## Requirement A
Can you extract everything from "As students are" down to "dialogue more urgently." from the passage on school-family communication?
## Requirement B
In the passage on school-family communication, which activities does the sentence beginning "Activities like sending fliers home" say are not examples of authentic communication between schools and families?

## Selected passage

A recent nationwide survey
about reopening schools this fall found that families with limited economic resources and Black or Hispanic families were much less likely than white or wealthy families to believe that educators could keep schools safe. These differences in attitudes may be attributed in part to differences in how educators communicate with families.
Negative interactions with schools clearly diminish the trust that parents and caregivers have in schools. When most of a school’s communication tactics rely on one-way communication and focus on disseminating information, the school misses opportunities to build relationships with students' families.
Activities like sending fliers home with students, creating promotional videos, sending mass e-mails and leading static webinars or presentations – while needed – are not examples of authentic communication between schools and families. These methods do not allow for meaningful feedback from parents and caregivers. Likewise, when communicating information about student progress, it is not enough to merely post such things as grades on a parent portal on the district’s website.
As students are physically and socially disconnected from school campuses via online instruction, caregivers and teachers need authentic dialogue more urgently.
One Southern district, served by the IDRA EAC-South
, discovered a deeper issue when leaders collected data intending to identify digital divide equity issues. They were surprised to learn that white families were twice as likely to have two-way communications with teachers during pandemic school closures than Black and Latino families. Controlling for lack of connectivity, 60% of white families and students had frequent two-way communication with school personnel through phones, emails and conference platforms, while only 30% of Black and Latino families had such communication.
This example reflects a trend across the South and points to equity and authentic engagement issues between schools and families far deeper than the digital divide.
Strategy: Add or Bolster Two-Way Communication Methods
Schools can be proactive in delivering information to parents and caregivers in a manner that enables families to provide real-time feedback about their concerns. For homes with ample connectivity and devices, schools can use email for interactions beyond just sending out news. First, parents and caretakers need to know they are corresponding with a specific person. Second, the educator should be ready to respond quickly and participate in a peer conversation.

## Provided records
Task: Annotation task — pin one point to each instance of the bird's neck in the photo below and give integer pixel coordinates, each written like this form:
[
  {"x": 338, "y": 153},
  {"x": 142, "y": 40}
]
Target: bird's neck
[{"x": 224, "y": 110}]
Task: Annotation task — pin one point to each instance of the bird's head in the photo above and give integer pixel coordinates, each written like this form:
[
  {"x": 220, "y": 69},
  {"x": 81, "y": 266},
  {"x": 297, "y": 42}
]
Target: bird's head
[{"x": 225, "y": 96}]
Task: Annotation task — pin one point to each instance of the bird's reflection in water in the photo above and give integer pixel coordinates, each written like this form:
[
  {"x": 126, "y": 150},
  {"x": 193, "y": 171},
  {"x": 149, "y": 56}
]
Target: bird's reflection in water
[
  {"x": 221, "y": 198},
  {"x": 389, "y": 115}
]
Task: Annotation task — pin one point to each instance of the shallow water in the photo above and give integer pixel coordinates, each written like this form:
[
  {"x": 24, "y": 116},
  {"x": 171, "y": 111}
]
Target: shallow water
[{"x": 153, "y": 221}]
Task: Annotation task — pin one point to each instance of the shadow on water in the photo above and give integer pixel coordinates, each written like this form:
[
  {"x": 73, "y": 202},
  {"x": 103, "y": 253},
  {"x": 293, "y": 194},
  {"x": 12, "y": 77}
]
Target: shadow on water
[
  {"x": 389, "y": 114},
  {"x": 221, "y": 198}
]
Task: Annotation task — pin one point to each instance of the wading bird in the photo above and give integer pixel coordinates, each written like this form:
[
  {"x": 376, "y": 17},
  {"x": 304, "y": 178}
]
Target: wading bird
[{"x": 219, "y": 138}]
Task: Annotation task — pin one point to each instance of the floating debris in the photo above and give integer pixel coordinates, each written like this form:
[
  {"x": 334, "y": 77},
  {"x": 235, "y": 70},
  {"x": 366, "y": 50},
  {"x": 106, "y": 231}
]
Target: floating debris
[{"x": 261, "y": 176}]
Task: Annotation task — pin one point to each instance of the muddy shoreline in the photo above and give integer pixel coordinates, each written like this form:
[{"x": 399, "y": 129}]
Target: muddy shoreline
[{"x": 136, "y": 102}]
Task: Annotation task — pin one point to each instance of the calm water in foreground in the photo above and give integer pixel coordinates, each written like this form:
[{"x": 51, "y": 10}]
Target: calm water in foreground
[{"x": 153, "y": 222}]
--
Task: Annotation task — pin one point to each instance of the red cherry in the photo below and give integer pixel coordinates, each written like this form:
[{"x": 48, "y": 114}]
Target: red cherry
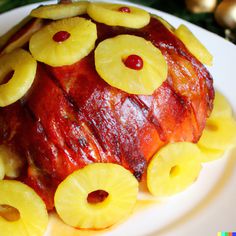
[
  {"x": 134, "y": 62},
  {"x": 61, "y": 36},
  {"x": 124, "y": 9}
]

## Task output A
As students are physically and socially disconnected from school campuses via online instruction, caregivers and teachers need authentic dialogue more urgently.

## Task output B
- Sending fliers home with students
- Creating promotional videos
- Sending mass e-mails
- Leading static webinars or presentations